**Entries from a pointing dataset:**
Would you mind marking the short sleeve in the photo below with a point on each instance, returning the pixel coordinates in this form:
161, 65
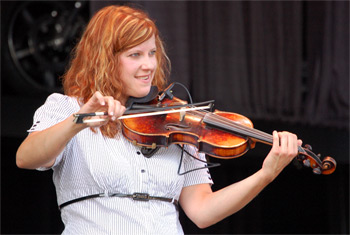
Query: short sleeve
56, 108
198, 176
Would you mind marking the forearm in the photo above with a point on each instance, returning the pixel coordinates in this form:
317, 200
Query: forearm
213, 207
41, 148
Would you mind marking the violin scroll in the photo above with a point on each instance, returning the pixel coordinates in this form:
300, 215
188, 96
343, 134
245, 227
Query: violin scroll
309, 159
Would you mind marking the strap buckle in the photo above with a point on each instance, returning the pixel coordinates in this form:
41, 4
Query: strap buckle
140, 196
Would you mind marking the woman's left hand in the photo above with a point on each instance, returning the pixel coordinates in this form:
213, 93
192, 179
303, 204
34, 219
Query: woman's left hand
284, 149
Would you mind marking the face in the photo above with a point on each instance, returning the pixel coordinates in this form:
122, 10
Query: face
138, 66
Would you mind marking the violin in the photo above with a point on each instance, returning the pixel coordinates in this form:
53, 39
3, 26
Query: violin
169, 120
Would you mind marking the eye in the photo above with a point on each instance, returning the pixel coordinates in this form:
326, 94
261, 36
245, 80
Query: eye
153, 52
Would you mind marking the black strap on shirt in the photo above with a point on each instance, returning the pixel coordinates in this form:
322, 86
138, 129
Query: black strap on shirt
134, 196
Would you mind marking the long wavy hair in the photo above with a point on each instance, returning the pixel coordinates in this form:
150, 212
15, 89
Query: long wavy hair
95, 64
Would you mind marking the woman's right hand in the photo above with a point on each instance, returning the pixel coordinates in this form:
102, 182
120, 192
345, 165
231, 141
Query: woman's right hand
100, 103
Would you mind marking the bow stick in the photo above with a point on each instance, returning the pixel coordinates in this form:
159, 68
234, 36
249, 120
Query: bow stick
149, 111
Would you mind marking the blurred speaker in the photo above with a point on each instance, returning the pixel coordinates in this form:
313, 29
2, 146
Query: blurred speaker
37, 38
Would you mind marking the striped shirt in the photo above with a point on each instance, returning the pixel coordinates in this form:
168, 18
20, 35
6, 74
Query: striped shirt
92, 164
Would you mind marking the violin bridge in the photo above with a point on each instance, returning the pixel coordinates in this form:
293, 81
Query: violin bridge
182, 115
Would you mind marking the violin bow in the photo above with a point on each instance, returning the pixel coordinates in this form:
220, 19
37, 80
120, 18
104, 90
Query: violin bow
146, 111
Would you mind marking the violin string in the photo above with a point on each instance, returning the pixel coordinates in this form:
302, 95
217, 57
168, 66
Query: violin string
229, 124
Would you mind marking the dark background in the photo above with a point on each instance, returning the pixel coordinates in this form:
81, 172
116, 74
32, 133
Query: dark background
283, 64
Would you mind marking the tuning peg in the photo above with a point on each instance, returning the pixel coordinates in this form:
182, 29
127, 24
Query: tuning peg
308, 147
307, 163
317, 171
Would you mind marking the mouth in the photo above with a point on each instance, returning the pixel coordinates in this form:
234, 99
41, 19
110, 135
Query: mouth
146, 77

**GIVEN TASK:** Reproduce each line exactly as it appears, omitting the pictures.

**RESPONSE:**
Would you mind marking the short sleeve in the photo below with a point on each instance, returning the pixel coordinates in this form:
161, 65
Query: short sleeve
56, 108
198, 176
Would you mind marking the forearm in the photo above with a point on each instance, returning the pixel coordinates in this form:
317, 200
Query: forearm
213, 207
41, 148
Would you mind marking the violin scroll in the photo above with a point on each instance, returning the pixel coordinates in this form:
300, 215
188, 96
343, 134
245, 227
Query: violin scroll
309, 159
Would you mind marking the strap buckle in the photo above with a point on each instance, returning the pixel coordinates in this form:
41, 4
Query: strap buckle
140, 196
Would you mind marking the woman's left hand in the photo above with a point on each instance, returning the pixel coordinates in this form:
213, 93
192, 179
303, 204
34, 219
Query: woman's left hand
284, 149
Would you mind marking the face in the photo above with a point on each instance, returning the pixel coordinates in this form:
122, 10
Query: face
138, 66
Would you mind marking the violin in the photo above with a point on each instance, returning the pixel coordinates in this form:
53, 39
3, 26
Query: violin
169, 120
Would you mind marking the eye in the photo above with a point on each instance, returning the pixel coordinates in this form:
326, 94
261, 36
245, 80
Query: eye
153, 52
Would you mind marking the black strap on shirt in the photo above with a point on each instance, returning the pixel coordinates in this form:
322, 86
138, 129
Query: black strap on shirt
134, 196
Would you mind marking the long wavy hair in the photo above with a point on each instance, returning the pixel coordinates in this form:
150, 212
15, 89
Query: long wavy hair
95, 64
Would you mind marking the woman's right hand in the photo above with a point on each instance, returning the pixel coordinates in this form:
102, 182
120, 192
345, 165
231, 141
Query: woman's right hand
100, 103
Would you mind marking the bow stick in the photo above with a point on each instance, returning the pixel coordinates in this form:
159, 68
234, 36
249, 120
Query: bow stick
149, 111
Would you mind marking the blurred speaker in the photo above with a point on each instance, returning the pixel coordinates in this form:
313, 29
2, 146
Query: blurred speaker
37, 38
Would you mind marking the striped shirt in the photo above with a point on each instance, returning the pixel coordinates in this form:
168, 18
20, 35
6, 74
Query: striped shirt
92, 164
Would you mind marking the violin bridge in the photo above with a point on each instance, returning the pixel coordinates in this form:
293, 81
Query: violin bridge
182, 115
Would you mind marking the violin bow in the photo above with a point on each instance, returning the pixel coordinates in this form:
220, 19
37, 80
120, 18
104, 90
Query: violin bow
146, 111
Would you mind marking the violin string in the photo above with a point on each instance, returning the pixel coordinates in this form:
302, 95
217, 57
168, 66
Query: violin string
229, 124
Would you mind marking the dark background in the photo above with a point on each instance, returning the pixel coordinates in this form:
81, 172
116, 74
32, 133
Query: dark background
283, 64
Would you mind marking the tuning peg in the photo above with a point on each instance, returning the pixel coordinates in this form:
182, 29
127, 24
Query: tuning peg
308, 147
307, 163
317, 171
Would you mind marking the mouth in the photo above with a point on each instance, returning the pixel coordinates in this form:
234, 99
41, 19
110, 135
Query: mouth
146, 77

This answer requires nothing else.